■ **TEKS BACAAN**:
Masih dalam tanda tanya yang begitu dalam kumasuki ruang kelasku. Dan byurrrr. Tiba-tiba potongan kertas-kertas berhamburan menyiram tubuhku. Mataku melotot menahan kaget. Tetapi kemudian luruh dalam alunan lagu Happy Birthday yang dilagukan anak-anakku. Ya... hari ini anak-anakku memberi surprise yang luar biasa ... Ada bungkusan di atas meja.
Duh... anak-anakku yang selama ini “kuperlakukan” kurang adil (karena aku harus mengejar target nilai UN yang tinggi) yang setiap hari menerima nada-nada tinggiku ... memberiku perhatian yang luar biasa menyentuh hati yang paling dalam.
Peristiwa pagi itu sontak membuat perasaanku lumer, tak berdaya. Dengan suara parau kusapa mereka, “Anak-anak ... terima kasih untuk semuanya. Kalian merepotkan orang tua kalian. Ucapan ulang tahun cukuplah bagi ibu guru. Hadiah ini kan butuh dana untuk membelinya. Kasihan orang tua kalian.”
Yuli, ketua kelas angkat bicara, “Tidak apa-apa, Bu. Uang itu kami kumpulkan dari upah pethik brambang.” Daerah Tirtosari, Kretek, Bantul adalah pusat pertanian bawang merah. Pada musim panen anak-anak menghabiskan waktu sore hari untuk pethik brambang. Untuk satu (1) kg brambang pethik mereka mendapat upah Rp100. “Kami mengumpulkannya selama seminggu ini.”
Air mataku tidak bisa terbendung lagi, meluncur satu per satu. Dan inikah perhatian seorang murid kepada gurunya? Sementara aku? Tuntutanku terhadap hasil belajar mereka? Aku kecewa karena mereka belum menunjukkan hasil yang kuharapkan, sementara sebenarnya mereka sedang mengorbankan waktunya hanya untuk memberikan perhatian kepadaku. Seketika runtuhlah kesombonganku untuk membawa anak-anak mencapai nilai tinggi. Kali ini aku akui ... aku harus belajar dari mereka, bagaimana menghargai sebuah pribadi dan keutamaan, keutamaan hidup yang mesti dicapai.

■ **CUPLIKAN DATA**:
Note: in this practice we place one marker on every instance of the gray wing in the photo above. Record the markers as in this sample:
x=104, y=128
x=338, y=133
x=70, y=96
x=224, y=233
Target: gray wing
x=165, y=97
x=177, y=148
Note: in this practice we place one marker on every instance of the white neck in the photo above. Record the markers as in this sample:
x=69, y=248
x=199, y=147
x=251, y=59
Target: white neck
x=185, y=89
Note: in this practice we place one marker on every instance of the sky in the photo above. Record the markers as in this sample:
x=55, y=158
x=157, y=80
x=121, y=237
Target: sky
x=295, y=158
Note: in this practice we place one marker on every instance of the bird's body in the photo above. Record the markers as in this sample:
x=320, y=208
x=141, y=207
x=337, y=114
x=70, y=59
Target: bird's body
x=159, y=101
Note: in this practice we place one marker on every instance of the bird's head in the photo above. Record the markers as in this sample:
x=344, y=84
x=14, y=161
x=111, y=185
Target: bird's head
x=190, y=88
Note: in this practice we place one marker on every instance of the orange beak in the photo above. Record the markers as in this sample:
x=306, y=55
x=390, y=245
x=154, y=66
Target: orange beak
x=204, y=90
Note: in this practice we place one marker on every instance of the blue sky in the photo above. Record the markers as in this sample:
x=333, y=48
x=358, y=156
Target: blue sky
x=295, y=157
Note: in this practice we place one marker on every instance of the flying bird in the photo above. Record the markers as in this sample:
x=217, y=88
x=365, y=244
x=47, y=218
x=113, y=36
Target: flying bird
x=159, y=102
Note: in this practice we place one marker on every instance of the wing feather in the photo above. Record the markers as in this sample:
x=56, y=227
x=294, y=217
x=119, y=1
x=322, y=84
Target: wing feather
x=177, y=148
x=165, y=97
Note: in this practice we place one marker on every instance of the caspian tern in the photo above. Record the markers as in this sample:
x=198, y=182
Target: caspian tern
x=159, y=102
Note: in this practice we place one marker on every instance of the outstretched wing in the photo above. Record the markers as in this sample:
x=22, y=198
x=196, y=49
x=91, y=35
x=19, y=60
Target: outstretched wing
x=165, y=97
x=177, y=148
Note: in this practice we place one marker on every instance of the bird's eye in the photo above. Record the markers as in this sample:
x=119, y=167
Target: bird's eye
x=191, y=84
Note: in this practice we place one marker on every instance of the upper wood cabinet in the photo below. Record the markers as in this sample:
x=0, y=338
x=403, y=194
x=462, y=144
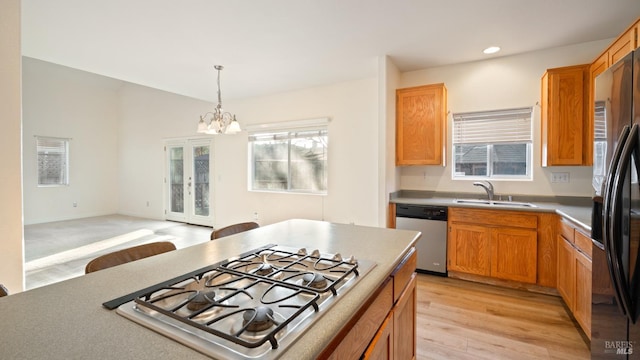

■ **TENTANG TUGAS INI**:
Lanjutkan cerita tentang kejutan ulang tahun dari murid-murid untuk guru mereka, mulai dari kalimat sesudah kalimat terakhirnya. Baris-baris data di atas tidak diperlukan.

■ **JAWABAN TUGAS**:
Bel masuk pukul 07.00 menyadarkan lamunanku. Wajah siswa-siswa kelas VI puas dan berseri-seri menyaksikan aku yang masih terbengong-bengong. Pagi itu aku mendapat pembelajaran yang cukup berarti dari para siswaku: untuk memberikan hadiah mereka mau mengorbankan waktu bermain mereka. Dan tas warna coklat muda itu di dalamnya tertulis “Selamat ulang tahun Bu Guru, semoga panjang umur, sehat & selalu gembira mendampingi kami”. Mereka benar-benar memerhatikan gurunya dan mengenal gurunya, mereka tahu warna kesukaanku, coklat muda. Dan eloknya lagi anak-anak tahu kebutuhanku karena tas yang kupakai sudah berlobang di setiap sudutnya. Pengorbanan dan perhatian dari murid-muridku sungguh luar biasa.
Lalu aku… apa yang aku berikan untuk murid-muridku? Nada-nada tinggi cemoohan? Duh Nak, maafkan ibu guru karena sikap ini.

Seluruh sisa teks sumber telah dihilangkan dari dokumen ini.